*Exercise task*. Convert the lines starting at the one containing "Given the image below, detect jagged" and ending after the one containing "[182,22,252,63]" into a JSON list of strings, one string per line, skipping blank lines. Leave the pictures out.

..............................

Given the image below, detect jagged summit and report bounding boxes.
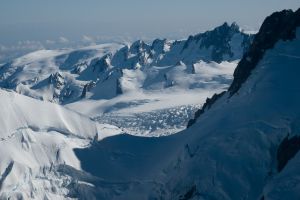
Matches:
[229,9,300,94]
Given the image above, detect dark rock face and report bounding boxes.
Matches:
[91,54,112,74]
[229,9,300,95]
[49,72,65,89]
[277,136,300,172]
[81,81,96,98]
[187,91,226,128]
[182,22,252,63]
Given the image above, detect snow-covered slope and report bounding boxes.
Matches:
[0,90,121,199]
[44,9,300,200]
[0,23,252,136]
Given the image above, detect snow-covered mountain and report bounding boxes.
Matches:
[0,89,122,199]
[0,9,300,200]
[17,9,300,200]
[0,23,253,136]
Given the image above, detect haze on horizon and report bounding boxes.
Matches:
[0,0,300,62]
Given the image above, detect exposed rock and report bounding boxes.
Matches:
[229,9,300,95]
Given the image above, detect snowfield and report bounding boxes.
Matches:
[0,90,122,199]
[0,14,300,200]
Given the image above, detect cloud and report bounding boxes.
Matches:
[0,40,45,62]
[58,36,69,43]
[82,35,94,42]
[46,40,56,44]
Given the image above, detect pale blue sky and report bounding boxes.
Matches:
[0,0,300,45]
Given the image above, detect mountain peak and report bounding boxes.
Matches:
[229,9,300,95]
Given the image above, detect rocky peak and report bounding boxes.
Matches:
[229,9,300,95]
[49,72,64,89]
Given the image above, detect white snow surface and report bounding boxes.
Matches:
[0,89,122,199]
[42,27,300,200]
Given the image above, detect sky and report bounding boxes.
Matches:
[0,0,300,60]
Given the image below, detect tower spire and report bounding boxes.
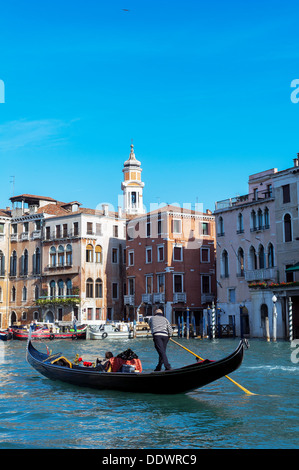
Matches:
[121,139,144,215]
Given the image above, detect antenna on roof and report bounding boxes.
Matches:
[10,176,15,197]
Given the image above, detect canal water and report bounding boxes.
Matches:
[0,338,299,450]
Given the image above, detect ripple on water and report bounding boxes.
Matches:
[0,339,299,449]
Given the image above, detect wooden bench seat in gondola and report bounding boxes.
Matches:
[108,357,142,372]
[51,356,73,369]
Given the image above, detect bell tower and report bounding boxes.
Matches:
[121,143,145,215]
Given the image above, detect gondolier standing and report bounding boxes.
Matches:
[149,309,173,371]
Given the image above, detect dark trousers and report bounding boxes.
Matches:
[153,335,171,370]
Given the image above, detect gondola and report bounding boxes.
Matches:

..............................

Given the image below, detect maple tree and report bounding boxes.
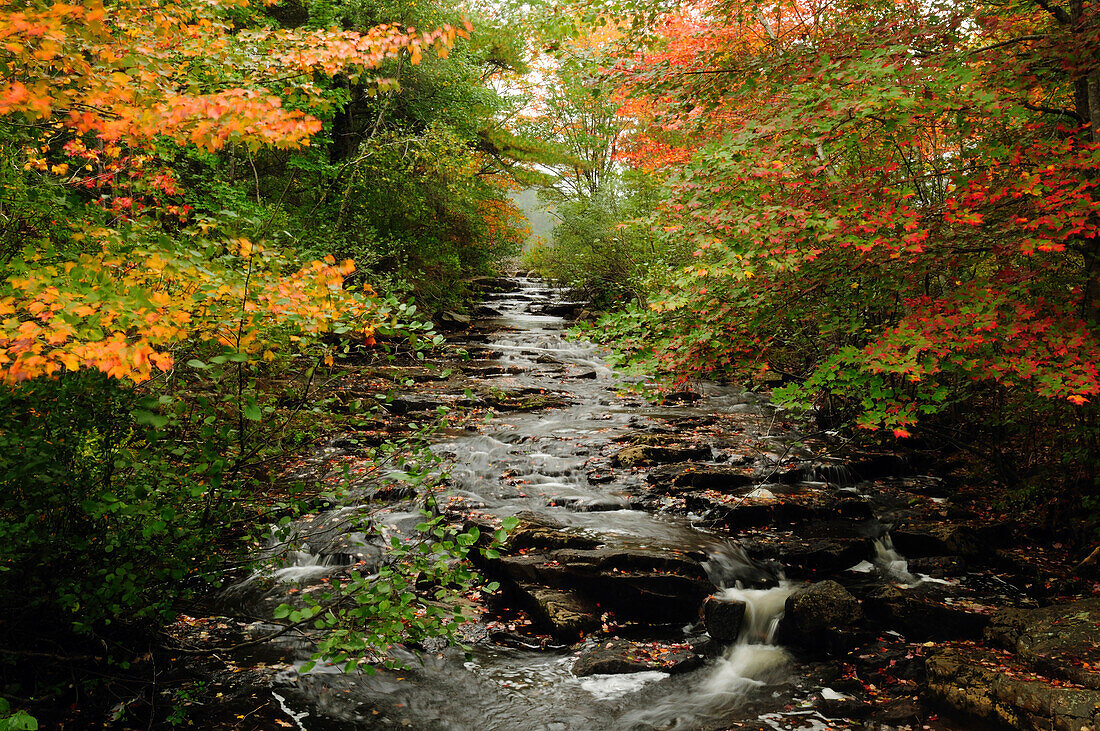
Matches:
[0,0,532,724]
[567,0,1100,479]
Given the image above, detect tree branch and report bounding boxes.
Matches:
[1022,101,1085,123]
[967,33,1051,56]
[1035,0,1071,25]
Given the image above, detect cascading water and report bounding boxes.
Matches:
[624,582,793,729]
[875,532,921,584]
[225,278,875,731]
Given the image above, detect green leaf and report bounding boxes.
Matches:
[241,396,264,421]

..............................

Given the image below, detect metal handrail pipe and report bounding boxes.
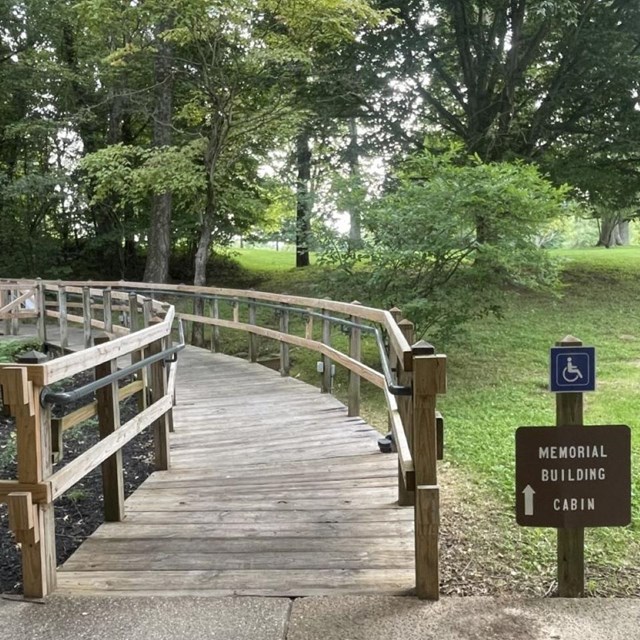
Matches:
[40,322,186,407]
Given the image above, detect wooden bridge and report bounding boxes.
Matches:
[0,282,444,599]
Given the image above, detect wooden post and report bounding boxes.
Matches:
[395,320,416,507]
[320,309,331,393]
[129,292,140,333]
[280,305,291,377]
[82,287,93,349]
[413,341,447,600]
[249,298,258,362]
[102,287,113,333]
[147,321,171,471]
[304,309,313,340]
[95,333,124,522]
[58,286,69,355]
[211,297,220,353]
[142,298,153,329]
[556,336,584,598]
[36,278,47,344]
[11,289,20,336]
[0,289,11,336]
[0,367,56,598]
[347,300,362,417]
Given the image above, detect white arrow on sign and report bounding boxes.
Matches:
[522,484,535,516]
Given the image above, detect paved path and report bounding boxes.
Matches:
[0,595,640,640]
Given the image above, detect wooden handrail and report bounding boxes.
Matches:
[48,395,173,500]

..............................

*Right answer*.
[
  "Given the image below, detect jagged summit and report bounding boxes.",
  "Matches:",
  "[229,9,300,94]",
  "Given the image above, detect dark rock face and report bounding boxes.",
  "Matches:",
  "[91,54,112,74]",
  "[229,9,300,95]",
  "[49,72,65,89]",
  "[277,136,300,172]",
  "[81,81,96,98]",
  "[187,91,226,128]",
  "[182,22,252,63]"
]